** PROVIDED PASSAGE **
BEGIN
THE SHAPE OF THINGS TO COME: Prophecy and the American Voice


Greil Marcus
Farrar, Straus & Giroux ($25)

by Michael Lindgren

This diffuse, frustrating, and occasionally brilliant book continues in the vein of cultural criticism that Greil Marcus has made his own over the last thirty years. Starting in 1975 with the now-classic Mystery Train, Marcus has spent his entire career working variations on one fairly simple idea: that the story of American culture, its central truths, are communicated in diverse, sometimes public, sometimes private ways. By finding common ground in the voices that speak from the margins of art and society, he hopes to uncover truths that are inaccessible to the mainstream.

The Shape of Things to Come brings the same strategy to a different set of voices. Marcus's themes tend to resist compression, but the organizing principle here is the delineation of a peculiarly and identifiably American voice that speaks in the Puritan tradition of prophecy—not as a prediction of future events, but as an apocalyptic expression of the sometimes contradictory promises the nation has made to itself. With the freedom that comes with these promises ("life, liberty, and the pursuit of happiness") also comes a sense of terror and dislocation as they are broken; these promises and their betrayals comprise a chain, a narrative that Marcus traces through an idiosyncratic mix of high and low cultures and media. Late in the book, near the end of the chapter on David Thomas of Cleveland avant-punk band Pere Ubu, Marcus gives a succinct description of his credo:

Movies, records, concerts, novels, poems, paintings, can seem to vibrate with an energy repressed but not stolen by time . . . you begin to create a personal culture of maps and talismans, locks and keys, within the greater culture of which you are a part...when you approach the greater culture with a personal culture, you do so with the knowledge that the greater culture can never satisfy you.

The texts in which Marcus chooses to locate the "personal culture" germane to this particular narrative are the Puritan pastor John Winthrop's sermons, Abraham Lincoln and Martin Luther King Jr.'s speeches, Philip Roth's mid-1990s novels, David Lynch's films, Thomas's music, and Allen Ginsberg's long poem "Wichita Vortex Sutra." It is quite a list, defiant in its heterogeneity; such sources seemingly have little in common, and indeed Marcus has mixed success in tying them together.

The book starts out promisingly, with the comparison between Winthrop, Lincoln, and King, who share the Puritan idea of America as a "city on a hill." Through close reading of Winthrop's sermons, Marcus shows that the city on a hill was a utopian ideal, a challenge and test from God, not a blanket endorsement. The same idea manifests itself in Lincoln's speeches, which viewed the horror of the Civil War in radically eschatological terms, with failure or success equally in the balance. King picks up on the theme, not least by force of the rolling Biblical cadences of his peroration, emphasizing how deeply short of the covenant American society has fallen. The chapter is a brilliant piece of synthesis and a radical reclaiming of the image of a "city on the hill," hijacked by Ronald Reagan and his conservative successors as a symbol of untrammeled American exceptionalism—a fundamental misreading of a covenant that could be, and has been, repeatedly broken, with grim consequences. This section of the book is nearly as fine as anything Marcus has written, and is worth the book's price and the reader's time alone. Unfortunately, he drops this particular thread when he moves on, and never really picks it up again.
END
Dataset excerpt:
BEGIN
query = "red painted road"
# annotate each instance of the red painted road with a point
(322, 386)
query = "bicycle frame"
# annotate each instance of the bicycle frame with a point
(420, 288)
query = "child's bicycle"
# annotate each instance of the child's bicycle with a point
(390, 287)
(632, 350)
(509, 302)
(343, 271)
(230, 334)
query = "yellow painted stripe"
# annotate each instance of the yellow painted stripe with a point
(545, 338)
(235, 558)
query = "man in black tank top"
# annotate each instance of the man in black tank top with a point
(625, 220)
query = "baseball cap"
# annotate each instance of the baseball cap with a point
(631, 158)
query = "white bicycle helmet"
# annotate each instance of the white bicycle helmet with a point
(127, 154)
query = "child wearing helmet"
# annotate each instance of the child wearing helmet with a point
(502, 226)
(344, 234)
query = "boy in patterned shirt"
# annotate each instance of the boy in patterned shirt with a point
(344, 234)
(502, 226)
END
** TASKS **
1. According to the book review, in what year did Greil Marcus publish Mystery Train?
2. Carry on the review of Greil Marcus's book from its final sentence.

** EXPECTED ANSWERS **
1. 1975

2.
The examination of the stubborn, haunted characters of Roth's novels I Married a Communist and American Pastoral and the surreal, violent landscape of Lynch's Twin Peaks and Fire Walk with Me is the heart of the book, yet it is here that the reasoning becomes chaotic, somehow both repetitive and difficult to follow. Marcus faces here a very basic and probably unconquerable problem. Since he can't assume that every reader of this book has read all of Philip Roth and seen all of Twin Peaks and loves Pere Ubu, he is forced to expend a lot of his energy—and the reader's patience—in exposition and recapitulation. Reading a blow-by-blow encapsulation of a book or film that one has not read or seen, even from a critic as articulate and expressive as Marcus, is rarely engaging. At bottom, it is a conundrum of intention and of audience: if this were an academic work—Marcus is a professor of American Studies at Berkeley—then his audience would be familiar with his sources, but in a commercial publication intended for broad readership the sources are too obscure to be common pop-culture property. Thus does he try to split the difference, ending up with the worst of both worlds.

The long rehashes are not the only drawbacks, either. Marcus tends to repeat himself, suggesting that parts of the book were stitched into place after the fact; much of the Philip Roth material, for example, had originally appeared in nascent form earlier this year in The New York Review of Books. In addition, Marcus is fond of overreaching hyperbole: is a shot he remembers of Chris Isaak as an FBI man in Lynch's Fire Walk with Me really "one of the most complete and uncanny images of America ever produced"? Is it accurate to say of an early Pere Ubu single that "there were holes in the music and there was room in the sound: it made its own gravity, and it pulled you in"? Such grandiosity has the effect of dulling the passages where he reaches more legitimately for profundity.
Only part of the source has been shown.